---------- Source passage

# Call Signs.2



## david.hopcroft (Jun 29, 2005)

Does anyone know if the call sign 2JJ was ever in use at early - 1921 - coastal radio stations. Or is it perhaps a very early amateur c/s ??

David
+


----------



## benjidog (Oct 27, 2005)

Just did a check of the International List os Ship Stations dated February 1929 and all ships listed had a four-letter Call Sign. Nothing starting with a number.

Didn't the BBC start with the Call Sign 2LO? Sounds like it could be a land station to me but I am not expert.


----------



## benjidog (Oct 27, 2005)

There is a reference to a station 2JJ HERE but recent stuff and probably not relevant.


----------



## Andy (Jan 25, 2004)

Not an elderly amateur radio callsign, G2+2 letters were from 1920. You can get 2J1 or 2J0 + 3 letters these days as novice/intermediate amateur callsigns if you're in Jersey


----------



## Gareth Jones (Jul 13, 2007)

I know that any callsigns beginning with G M or 2 were all allocated to the UK. but never came across any "2" callsigns as far as i remember.


----------



## david.hopcroft (Jun 29, 2005)

Thanks chaps. 

I have been asked by a Naval historian for help. He buys WW1 medals at auction then tries to put a bit of history to the names. In this case it is the Wortley Brothers. Cyril on the right sports what is described as a 'Marconi' uniform.

David
+


----------



## K urgess (Aug 14, 2006)

Definitely a Marconi uniform.


----------



## david.hopcroft (Jun 29, 2005)

Thanks, Sahib, have passed it on

David
+


----------



## BobDixon (Oct 17, 2008)

--------------------
---------- Extracted data

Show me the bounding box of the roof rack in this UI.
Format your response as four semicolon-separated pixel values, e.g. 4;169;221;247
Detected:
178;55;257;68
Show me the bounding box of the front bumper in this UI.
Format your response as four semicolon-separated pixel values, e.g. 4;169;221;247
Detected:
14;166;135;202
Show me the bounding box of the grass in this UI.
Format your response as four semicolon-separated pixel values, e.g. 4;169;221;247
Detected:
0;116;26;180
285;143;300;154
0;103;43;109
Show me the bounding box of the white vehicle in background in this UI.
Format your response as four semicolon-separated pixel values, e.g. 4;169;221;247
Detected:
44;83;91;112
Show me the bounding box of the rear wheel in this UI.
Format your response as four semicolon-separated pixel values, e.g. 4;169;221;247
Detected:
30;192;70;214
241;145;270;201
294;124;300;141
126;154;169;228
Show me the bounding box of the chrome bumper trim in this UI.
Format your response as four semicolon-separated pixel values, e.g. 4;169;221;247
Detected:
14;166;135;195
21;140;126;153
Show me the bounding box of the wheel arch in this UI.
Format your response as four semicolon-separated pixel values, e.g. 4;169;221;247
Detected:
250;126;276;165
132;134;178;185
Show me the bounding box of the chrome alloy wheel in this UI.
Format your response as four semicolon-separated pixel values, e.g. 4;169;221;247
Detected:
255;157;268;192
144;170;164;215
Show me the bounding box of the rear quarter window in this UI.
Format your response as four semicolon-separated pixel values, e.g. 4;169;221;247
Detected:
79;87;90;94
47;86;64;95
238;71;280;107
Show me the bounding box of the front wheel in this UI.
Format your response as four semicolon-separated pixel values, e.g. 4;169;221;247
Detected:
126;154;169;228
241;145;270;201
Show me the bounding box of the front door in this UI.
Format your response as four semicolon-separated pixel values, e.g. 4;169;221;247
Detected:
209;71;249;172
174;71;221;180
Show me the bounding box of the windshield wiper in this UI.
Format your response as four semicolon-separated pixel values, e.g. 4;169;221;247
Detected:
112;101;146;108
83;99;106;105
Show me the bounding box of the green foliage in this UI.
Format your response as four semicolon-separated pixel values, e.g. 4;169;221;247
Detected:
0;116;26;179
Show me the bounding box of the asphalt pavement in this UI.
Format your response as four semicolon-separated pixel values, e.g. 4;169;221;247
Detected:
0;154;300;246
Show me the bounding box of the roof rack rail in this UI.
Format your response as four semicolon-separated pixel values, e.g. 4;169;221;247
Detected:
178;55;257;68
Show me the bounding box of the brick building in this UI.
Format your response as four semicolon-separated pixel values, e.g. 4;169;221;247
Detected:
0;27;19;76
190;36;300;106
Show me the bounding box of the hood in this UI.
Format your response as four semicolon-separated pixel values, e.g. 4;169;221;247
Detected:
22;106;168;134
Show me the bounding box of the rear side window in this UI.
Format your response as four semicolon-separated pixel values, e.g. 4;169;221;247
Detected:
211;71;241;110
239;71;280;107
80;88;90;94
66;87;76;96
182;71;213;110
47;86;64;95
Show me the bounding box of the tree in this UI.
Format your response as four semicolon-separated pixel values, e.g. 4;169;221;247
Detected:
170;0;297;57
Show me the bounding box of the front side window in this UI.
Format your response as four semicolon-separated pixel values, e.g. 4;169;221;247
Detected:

--------------------

In the call-sign thread, what did the February 1929 International List of Ship Stations show about the call signs of the ships listed?

All ships listed had a four-letter call sign, and none started with a number.